[Point labeling dataset excerpts]
*-*-*
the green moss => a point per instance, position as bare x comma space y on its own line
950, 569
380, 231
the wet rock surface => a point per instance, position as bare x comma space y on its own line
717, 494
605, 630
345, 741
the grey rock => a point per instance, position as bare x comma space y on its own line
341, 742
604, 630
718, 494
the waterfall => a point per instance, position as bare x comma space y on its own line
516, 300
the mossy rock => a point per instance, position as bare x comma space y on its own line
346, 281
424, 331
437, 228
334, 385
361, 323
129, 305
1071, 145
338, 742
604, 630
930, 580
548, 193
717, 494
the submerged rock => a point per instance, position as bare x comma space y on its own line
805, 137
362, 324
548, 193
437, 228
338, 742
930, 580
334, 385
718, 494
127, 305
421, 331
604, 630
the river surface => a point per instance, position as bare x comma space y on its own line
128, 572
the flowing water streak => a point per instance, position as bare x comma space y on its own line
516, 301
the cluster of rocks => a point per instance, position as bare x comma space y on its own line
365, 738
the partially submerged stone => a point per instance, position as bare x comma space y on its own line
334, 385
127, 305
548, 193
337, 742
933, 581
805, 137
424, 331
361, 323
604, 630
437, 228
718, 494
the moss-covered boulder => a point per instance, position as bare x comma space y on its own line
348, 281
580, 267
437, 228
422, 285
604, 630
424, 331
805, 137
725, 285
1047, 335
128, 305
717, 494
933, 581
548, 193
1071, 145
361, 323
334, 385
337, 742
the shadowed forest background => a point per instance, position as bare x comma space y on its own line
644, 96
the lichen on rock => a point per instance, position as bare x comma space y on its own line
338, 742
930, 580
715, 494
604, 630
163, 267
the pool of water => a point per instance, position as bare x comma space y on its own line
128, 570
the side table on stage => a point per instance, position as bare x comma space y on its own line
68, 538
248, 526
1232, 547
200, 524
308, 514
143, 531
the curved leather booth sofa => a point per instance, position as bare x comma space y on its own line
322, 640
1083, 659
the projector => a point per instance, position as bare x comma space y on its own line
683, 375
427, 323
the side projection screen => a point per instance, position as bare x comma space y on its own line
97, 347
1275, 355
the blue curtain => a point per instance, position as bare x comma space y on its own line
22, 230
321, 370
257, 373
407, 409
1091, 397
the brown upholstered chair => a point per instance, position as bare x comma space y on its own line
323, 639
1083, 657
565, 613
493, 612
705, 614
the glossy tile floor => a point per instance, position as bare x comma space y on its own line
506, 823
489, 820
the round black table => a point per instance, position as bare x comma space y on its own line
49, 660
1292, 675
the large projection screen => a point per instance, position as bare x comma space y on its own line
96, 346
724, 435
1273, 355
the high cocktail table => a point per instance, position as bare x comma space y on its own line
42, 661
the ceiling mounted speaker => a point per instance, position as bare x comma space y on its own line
*-*-*
What to produce » Quote each of the entries above word for word, keeping them in their original order.

Exercise result »
the green moss => a point per instance, position as bare x comma space y on its own line
950, 569
380, 231
the wet rock surface => a point per instance, position as bare x comma space y on its own line
717, 494
605, 630
345, 741
the grey rock => a point per instance, position as bare x comma space y on its own line
341, 742
604, 630
718, 494
the waterfall => a point per instance, position as bare x comma space y on its own line
516, 300
the mossy rock => a point per instance, position as bare x comma space y on its own line
346, 281
424, 331
437, 228
334, 385
361, 323
129, 305
1071, 145
338, 742
604, 630
930, 580
548, 193
717, 494
the submerged rock => a point per instance, position as bare x comma space y on its own line
805, 137
362, 324
548, 193
437, 228
338, 742
930, 580
334, 385
718, 494
127, 305
421, 331
604, 630
the river surface => a point per instance, position as bare x comma space y on its own line
128, 572
the flowing water streak => a point per instance, position as bare x comma space y on its own line
516, 301
the cluster of rocks => a point per instance, position as bare x comma space y on its own line
365, 738
the partially submerged stone => a point per instance, position as bare x comma space y on its own line
334, 385
127, 305
548, 193
337, 742
933, 581
805, 137
424, 331
361, 323
604, 630
437, 228
718, 494
the moss-covered boulder => a point per instance, position as bare x comma space y on its own line
348, 281
580, 267
437, 228
422, 285
604, 630
424, 331
805, 137
725, 285
1047, 335
128, 305
717, 494
933, 581
548, 193
1071, 145
361, 323
334, 385
337, 742
the shadowed forest background => a point per instance, position as bare x comma space y on its own line
644, 96
the lichen on rock => a point per instance, position as bare x comma space y on its own line
338, 742
930, 580
715, 494
604, 630
163, 267
the pool of water => a point per instance, position as bare x comma space y on its own line
128, 570
the side table on stage => a point per instance, position as bare x comma space y on its own line
68, 538
248, 526
1232, 547
200, 524
308, 514
143, 531
the curved leather booth sofa => a point per instance, position as bare x comma space y on its own line
322, 640
1083, 659
the projector => a point per instance, position as bare x comma space y on its own line
683, 375
427, 323
the side projection screen => a point per instance, position as bare x comma space y on its own line
97, 347
1275, 355
the blue curtain => a point per instance, position as bare x comma space y on its own line
22, 230
321, 370
257, 373
407, 409
1091, 397
the brown upholstered chair => a point per instance, position as bare x comma space y on its own line
323, 639
1083, 657
565, 613
493, 612
705, 614
the glossy tile floor => a point per instance, position as bare x comma space y on its own line
506, 823
489, 820
the round black table => a point per instance, position as bare x comma space y on its own line
49, 660
1292, 675
the large projection screen => a point per instance, position as bare x comma space y on its own line
96, 346
724, 435
1273, 355
the high cocktail table => a point per instance, position as bare x comma space y on its own line
42, 661
the ceiling mounted speaker => a point per instance, position as bare x comma space y on its own line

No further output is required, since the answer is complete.